PASSAGE FOR REVIEW:
++++++++++

Passages like that show Caryl Phillips’s writing at its best: economic, vigilant, evocative. Much of the novel’s current is flowing through the narrows of those few dialogue sentences, which convey the image of two people who have lost their homes and who have spent the rest of their lives fleeing as they seek a new place of refuge, an asylum in both senses of the word. But Phillips’s gift for character and his elaborate craftsmanship with narrative form are not always in use, and in other passages he can overwrite to the point of clumsiness. Here he is describing a pub interior, the first scene in Dorothy’s humiliating campaign to entrap the schoolteacher Geoff Waverley:

The place is populated with after-work couples, the men with slightly loosened ties, and the women pull- ing nervously on cigarettes and speaking with an animation that no doubt eludes them when they are in the office. And then there are the regulars; old men with dun-coloured jackets nursing their solitary pints of beer, and middle-aged women with pinched faces and sugar-sabotaged teeth, who slump in their seats and wait in the dull hope that something approximating to love might once again show itself.

++++++++++

INSTRUCTIONS TO FOLLOW:
Return the full passage on Caryl Phillips's prose word for word, with no changes.

++++++++++

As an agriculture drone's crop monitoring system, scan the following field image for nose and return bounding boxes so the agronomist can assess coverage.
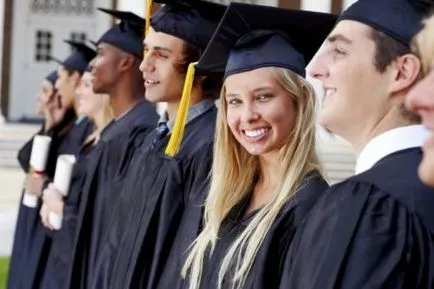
[309,53,329,80]
[139,51,154,72]
[241,102,261,123]
[89,57,96,71]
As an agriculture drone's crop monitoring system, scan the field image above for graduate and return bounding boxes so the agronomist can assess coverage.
[8,71,61,288]
[64,9,158,288]
[93,1,226,288]
[181,3,336,289]
[8,41,94,288]
[406,16,434,187]
[41,67,113,289]
[284,0,434,289]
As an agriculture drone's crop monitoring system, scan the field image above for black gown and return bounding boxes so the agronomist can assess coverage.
[285,148,434,289]
[93,106,217,289]
[7,109,92,289]
[41,137,98,289]
[190,173,328,289]
[65,101,158,289]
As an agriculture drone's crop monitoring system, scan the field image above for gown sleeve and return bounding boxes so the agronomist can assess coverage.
[282,182,432,289]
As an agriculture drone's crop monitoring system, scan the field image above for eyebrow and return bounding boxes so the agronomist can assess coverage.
[225,86,273,98]
[143,43,173,54]
[327,34,353,44]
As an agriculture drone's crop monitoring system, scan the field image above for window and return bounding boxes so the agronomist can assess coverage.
[31,0,95,16]
[35,30,53,62]
[69,32,87,42]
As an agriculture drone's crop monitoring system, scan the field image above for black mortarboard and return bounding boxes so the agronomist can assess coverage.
[151,0,226,50]
[45,70,57,85]
[339,0,434,45]
[98,8,146,59]
[197,3,337,77]
[52,40,96,74]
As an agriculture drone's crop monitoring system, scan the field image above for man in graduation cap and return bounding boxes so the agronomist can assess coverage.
[8,40,95,288]
[86,0,226,288]
[285,0,434,289]
[68,9,158,288]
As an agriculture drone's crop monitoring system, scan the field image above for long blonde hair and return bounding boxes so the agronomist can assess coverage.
[412,15,434,74]
[182,68,320,289]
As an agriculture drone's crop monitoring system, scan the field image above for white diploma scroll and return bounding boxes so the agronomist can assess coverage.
[23,135,51,208]
[48,155,76,230]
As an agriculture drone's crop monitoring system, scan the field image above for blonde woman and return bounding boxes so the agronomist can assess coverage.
[41,72,113,288]
[406,16,434,187]
[183,4,335,289]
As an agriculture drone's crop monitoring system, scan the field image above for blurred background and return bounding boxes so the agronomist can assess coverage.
[0,0,355,289]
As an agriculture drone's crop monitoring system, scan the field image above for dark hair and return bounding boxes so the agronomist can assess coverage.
[175,41,223,99]
[371,29,411,72]
[371,29,421,123]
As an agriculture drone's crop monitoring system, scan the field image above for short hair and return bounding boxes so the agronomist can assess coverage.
[411,14,434,74]
[370,29,411,72]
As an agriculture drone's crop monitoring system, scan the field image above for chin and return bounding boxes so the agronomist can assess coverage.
[418,152,434,188]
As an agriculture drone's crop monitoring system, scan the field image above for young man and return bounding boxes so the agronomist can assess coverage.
[68,9,158,288]
[406,16,434,187]
[8,41,95,288]
[285,0,434,289]
[93,1,226,288]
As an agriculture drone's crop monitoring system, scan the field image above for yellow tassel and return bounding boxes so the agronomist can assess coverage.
[165,62,197,157]
[145,0,153,37]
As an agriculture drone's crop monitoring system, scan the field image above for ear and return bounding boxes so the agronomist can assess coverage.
[71,71,81,86]
[119,53,138,71]
[389,54,421,95]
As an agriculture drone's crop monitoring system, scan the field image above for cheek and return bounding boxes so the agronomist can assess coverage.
[226,108,240,135]
[262,103,295,138]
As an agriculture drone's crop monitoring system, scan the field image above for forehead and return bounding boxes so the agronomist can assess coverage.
[327,20,373,46]
[225,67,278,91]
[144,27,185,52]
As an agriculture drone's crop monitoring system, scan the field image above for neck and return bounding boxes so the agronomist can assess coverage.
[90,109,106,133]
[110,80,144,118]
[247,152,282,213]
[347,107,416,156]
[167,87,203,120]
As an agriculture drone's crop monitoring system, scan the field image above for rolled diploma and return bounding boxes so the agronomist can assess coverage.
[48,155,75,230]
[23,135,51,208]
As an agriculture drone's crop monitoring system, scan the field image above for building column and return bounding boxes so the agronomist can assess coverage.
[0,0,13,124]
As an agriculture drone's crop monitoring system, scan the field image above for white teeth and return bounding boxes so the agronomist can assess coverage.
[244,128,267,137]
[146,79,158,84]
[325,89,335,97]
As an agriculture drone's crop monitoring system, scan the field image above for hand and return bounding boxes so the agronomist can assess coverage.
[24,173,47,197]
[44,94,66,132]
[42,183,65,217]
[39,204,55,230]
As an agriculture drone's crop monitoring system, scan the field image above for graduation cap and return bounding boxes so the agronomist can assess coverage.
[339,0,434,46]
[97,8,146,59]
[197,3,337,77]
[147,0,227,50]
[166,3,337,155]
[45,70,57,85]
[51,40,96,74]
[146,0,227,156]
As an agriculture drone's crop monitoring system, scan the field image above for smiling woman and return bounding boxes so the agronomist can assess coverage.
[183,3,335,289]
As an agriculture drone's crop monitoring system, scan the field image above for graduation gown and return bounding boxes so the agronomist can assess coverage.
[195,172,328,289]
[93,105,217,288]
[285,148,434,289]
[41,138,94,289]
[65,101,158,289]
[8,109,92,289]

++++++++++

EXPECTED ANSWER:
Passages like that show Caryl Phillips’s writing at its best: economic, vigilant, evocative. Much of the novel’s current is flowing through the narrows of those few dialogue sentences, which convey the image of two people who have lost their homes and who have spent the rest of their lives fleeing as they seek a new place of refuge, an asylum in both senses of the word. But Phillips’s gift for character and his elaborate craftsmanship with narrative form are not always in use, and in other passages he can overwrite to the point of clumsiness. Here he is describing a pub interior, the first scene in Dorothy’s humiliating campaign to entrap the schoolteacher Geoff Waverley:

The place is populated with after-work couples, the men with slightly loosened ties, and the women pull- ing nervously on cigarettes and speaking with an animation that no doubt eludes them when they are in the office. And then there are the regulars; old men with dun-coloured jackets nursing their solitary pints of beer, and middle-aged women with pinched faces and sugar-sabotaged teeth, who slump in their seats and wait in the dull hope that something approximating to love might once again show itself.